- [TRY IT] The records below are to be duplicated exactly as they appear.

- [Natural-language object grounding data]
:::

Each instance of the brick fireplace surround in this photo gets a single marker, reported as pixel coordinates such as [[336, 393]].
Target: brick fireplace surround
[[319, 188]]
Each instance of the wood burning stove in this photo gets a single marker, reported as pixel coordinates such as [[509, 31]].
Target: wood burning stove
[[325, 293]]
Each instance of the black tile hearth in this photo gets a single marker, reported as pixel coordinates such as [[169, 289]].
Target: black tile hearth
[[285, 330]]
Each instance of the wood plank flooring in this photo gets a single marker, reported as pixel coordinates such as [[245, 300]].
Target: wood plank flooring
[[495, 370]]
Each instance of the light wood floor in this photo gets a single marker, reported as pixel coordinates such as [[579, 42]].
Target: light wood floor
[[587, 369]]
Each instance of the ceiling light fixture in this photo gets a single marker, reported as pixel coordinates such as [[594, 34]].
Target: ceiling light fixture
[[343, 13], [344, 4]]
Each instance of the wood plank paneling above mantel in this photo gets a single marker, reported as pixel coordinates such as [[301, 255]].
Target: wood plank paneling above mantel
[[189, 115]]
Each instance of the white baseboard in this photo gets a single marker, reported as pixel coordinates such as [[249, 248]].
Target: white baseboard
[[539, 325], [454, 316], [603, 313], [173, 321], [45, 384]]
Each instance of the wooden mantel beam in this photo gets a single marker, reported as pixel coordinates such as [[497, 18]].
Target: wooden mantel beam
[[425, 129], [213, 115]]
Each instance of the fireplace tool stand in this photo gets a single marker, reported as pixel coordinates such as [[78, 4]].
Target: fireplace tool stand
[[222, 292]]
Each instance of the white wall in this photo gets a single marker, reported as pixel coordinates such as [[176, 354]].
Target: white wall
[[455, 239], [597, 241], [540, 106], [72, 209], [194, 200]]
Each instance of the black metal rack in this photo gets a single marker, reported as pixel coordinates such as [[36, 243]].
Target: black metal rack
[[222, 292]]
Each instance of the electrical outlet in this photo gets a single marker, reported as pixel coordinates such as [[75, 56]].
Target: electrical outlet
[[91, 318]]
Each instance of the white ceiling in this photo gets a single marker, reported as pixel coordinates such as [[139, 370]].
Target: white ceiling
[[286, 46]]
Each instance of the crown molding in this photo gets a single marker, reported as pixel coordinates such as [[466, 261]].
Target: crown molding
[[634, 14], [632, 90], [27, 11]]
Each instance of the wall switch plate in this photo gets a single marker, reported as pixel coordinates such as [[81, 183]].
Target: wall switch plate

:::

- [OUTPUT FOR THIS EXERCISE]
Each instance of the brick fireplace surround in this photo gets a single marker, reported as pixel coordinates such as [[336, 393]].
Target: brick fireplace surround
[[319, 188]]
Each instance of the wood burning stove in this photo gets a single marker, reported as pixel coordinates such as [[509, 31]].
Target: wood burning stove
[[325, 293]]
Each instance of the black tile hearth in this photo gets a single marker, reported as pixel coordinates such as [[169, 289]].
Target: black tile hearth
[[285, 330]]
Each instance of the wood plank flooring in this photo gets a single marker, reported as pixel coordinates such as [[245, 300]].
Target: wood plank flooring
[[495, 370]]
Each instance of the light wood floor in this photo gets a single marker, reported as pixel coordinates such as [[579, 42]].
Target: light wood floor
[[587, 369]]
Each instance of the ceiling light fixture in this photo gets a single marker, reported as pixel coordinates such as [[594, 34]].
Target: ceiling light fixture
[[343, 13], [344, 4]]
Each instance of the wood plank paneling above mantel in this photo gets a single marker, reported as pixel coordinates such as [[301, 255]].
Target: wood plank paneling above mantel
[[189, 115]]
Each instance of the white baseboard in this photo gets a single marker, reported as pixel coordinates such as [[249, 248]].
Target: white baseboard
[[539, 325], [454, 316], [603, 313], [173, 321], [45, 384]]
Each instance of the wooden mantel beam in this photo gets a single marker, reported as pixel coordinates such as [[497, 18]].
Target: wooden mantel beam
[[425, 129], [213, 115]]
Each instance of the fireplace tool stand in this photo gets a single marker, reported as pixel coordinates such as [[78, 4]].
Target: fireplace tool stand
[[222, 292]]
Each instance of the white wall in this photo gets a single marker, reported as pixel coordinates such as [[176, 354]].
Target: white wall
[[455, 239], [597, 241], [540, 106], [72, 209], [194, 200]]
Each instance of the black metal rack in this photo gets a single marker, reported as pixel coordinates such as [[36, 243]].
Target: black metal rack
[[222, 292]]
Each instance of the electrical outlet in this photo gets a single marker, reported as pixel coordinates such as [[75, 56]].
Target: electrical outlet
[[91, 318]]
Each instance of the white ceiling in this photo gets a single marker, reported as pixel coordinates such as [[139, 370]].
Target: white ceiling
[[286, 46]]
Each instance of the crown molding in this photo gets a single marker, reported as pixel coordinates such as [[466, 261]].
Target: crown molding
[[634, 14], [632, 90], [27, 11]]
Each instance of the wall switch plate in this photo gets a single marker, reported as pixel coordinates such as [[81, 183]].
Target: wall switch plate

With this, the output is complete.